В “Доказательстве смерти” есть два прекрасных образа, за каждым из которых легко увидеть определенный метод. Первый – машина Майка, специально приспособленная для съемок и становящаяся для сбрендившего владельца оружием убийства. Такую же нечестную игру вел до сих пор со своей публикой и сам Тарантино. Он делал ставку на узнаваемость цитат и стилей, крепко сидел за рулем каждого своего фильма-автомобиля и доставлял опасное удовольствие сидевшему на пассажирском сидении зрителю. Второй – поездка “на палубе”, где непристегнутая Зои вдыхает чистый воздух сельской дороги и кричит от счастья, купаясь в чистом адреналине. Так ведет себя и нынешний Тарантино, который плюет на контакт с публикой и перестает ей подмигивать, ловит собственный кайф и надеется на оргазм-катарсис, каким, бесспорно, становится в “Доказательстве смерти” жестокий и смешной финал.

Российское название пятого фильма Тарантино – результат недоразумения, автоматического компьютерного перевода: речь идет всего лишь о “смертенепробиваемой” машине, выражение “death proof” создано по аналогу с “bulletproof” (пуленепробиваемый) или “waterproof” (водонепроницаемый). Однако есть какая-то сермяжная правда и в странненьком сочетании “Доказательство смерти”. Влюбленный в кинематограф Квентин Тарантино походя, без особых сложностей, подтвердил апокалиптические прогнозы о скорой кончине важнейшего из искусств – и отправился дальше, как ни в чем не бывало, продолжая его воспевать. Недаром в парном фильме проекта Grindhouse “Планета страха” Тарантино играл роль похотливого зомби. Кинематограф умер, а он по-прежнему его любит.
● ● ● ●
Письменное задание 1 ::
Воспроизведите без изменений часть фрагмента о фильме «Доказательство смерти» между словами «Российское название пятого» и «по-прежнему его любит.» включительно.
Письменное задание 2 ::
Ответьте на вопросы по фрагменту о фильме «Доказательство смерти».
(а) Чья машина в фильме специально приспособлена для съемок?
(б) По аналогии с какими английскими словами создано выражение “death proof”?
(в) Какую роль Тарантино играл в фильме «Планета страха»?

Предоставленные материалы ::
● ● ● ●
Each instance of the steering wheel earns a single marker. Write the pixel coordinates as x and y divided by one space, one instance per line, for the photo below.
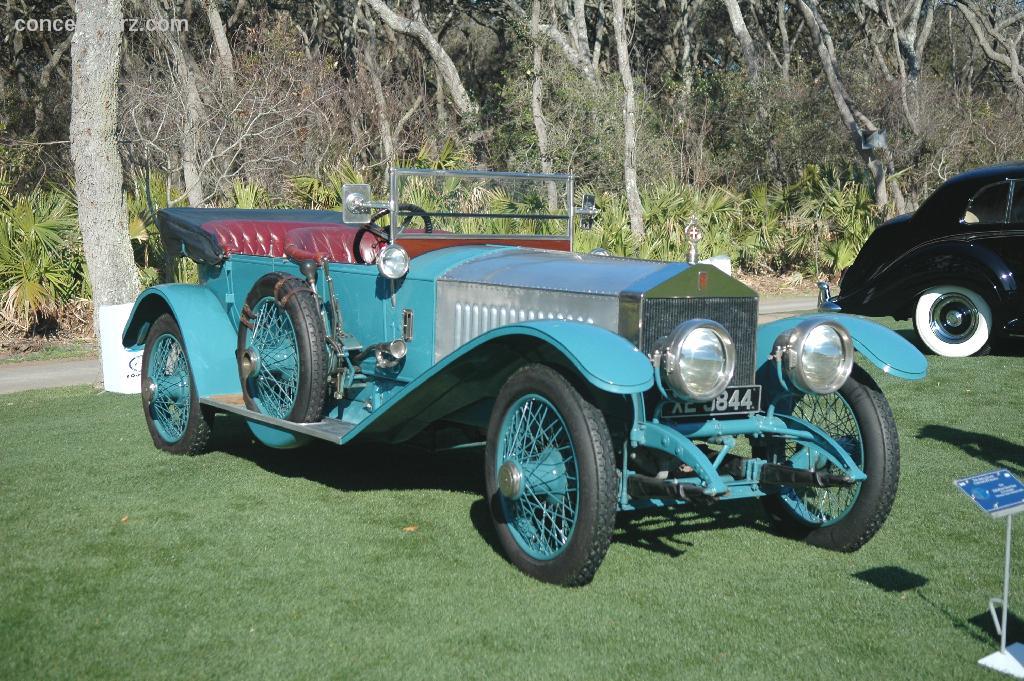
413 209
● ● ● ●
Решение задачи 1 ::
Российское название пятого фильма Тарантино – результат недоразумения, автоматического компьютерного перевода: речь идет всего лишь о “смертенепробиваемой” машине, выражение “death proof” создано по аналогу с “bulletproof” (пуленепробиваемый) или “waterproof” (водонепроницаемый). Однако есть какая-то сермяжная правда и в странненьком сочетании “Доказательство смерти”. Влюбленный в кинематограф Квентин Тарантино походя, без особых сложностей, подтвердил апокалиптические прогнозы о скорой кончине важнейшего из искусств – и отправился дальше, как ни в чем не бывало, продолжая его воспевать. Недаром в парном фильме проекта Grindhouse “Планета страха” Тарантино играл роль похотливого зомби. Кинематограф умер, а он по-прежнему его любит.

Решение задачи 2 ::
(а) Машина Майка.
(б) По аналогии с “bulletproof” и “waterproof”.
(в) Роль похотливого зомби.